> [ARBEITSAUFTRAG] Welche Funktionen des Benq werden im Übungstext als besonders geschätzt aufgezählt? Gib alle an.

> [ÜBUNGSTEXT]
==================================================

Neben meinem Benq XL2730Z sehen die Farben einfach _ungewohnt_ aus.
& egal wie hell ich ihn einstelle er war mir für Gaming immer zu dunkel.
Gegner in Rainbow Six konnte ich sehr schwer und sehr spät sehen.
Daneben mein Benq wo es immer schön hell ist.

Weiterer Nachteil für mich sind die wenigen Einstellungsmöglichkeiten.

*Beim Benq schätze ich sehr folgende Funktionen:*
- Color Vibrance
- Black Equalizer
- Schärfe

Ich möchte einfach kein downgrade machen in punkto Monitor.



===== ===== =====



@JoM79:

Kannst du was über den hier sagen:
Acer Predator XB271HUbmiprz Preisvergleich | Geizhals Österreich

Vlt. sogar schon am Tisch gehabt?


----------



## BosnaMaster (27. Februar 2017)

amer_der_erste schrieb:


> @KempA:
> 
> Ja, ich hatte den 2716DG am Schreibtisch.
> Nach 24 Stunden wurde er aber wieder verkauft.
> ...


Denn da meinst du?




			Dieser Inhalt steht nur eingeloggten Mitgliedern zur Verfügung.
        



Das Teil ist Geil in Verbindung mit G Sync und 1070.

144 Hz super Reaktionszeit, und ich habe null Bleeding. Ich finde den Monitor einfach super. 



Gesendet von meinem SM-G935F mit Tapatalk


----------



## amer_der_erste (27. Februar 2017)

Yess BosnaMaster,

den würde ich für 599€ bekommen.
Wurde bei Amazon gekauft.

Der Verkäufer hat ihr nur fürs Foto ausgepackt.
War eine Versicherungssache und er braucht ihn nicht mehr.

Zuschlagen?

==================================================

> [GEGEBENE DATEN]
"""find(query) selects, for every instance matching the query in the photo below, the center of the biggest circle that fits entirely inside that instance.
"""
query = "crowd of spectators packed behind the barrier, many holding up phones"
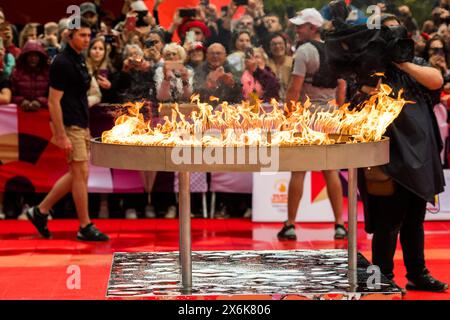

==================================================

> [ANTWORTBEREICH] Color Vibrance, Black Equalizer, Schärfe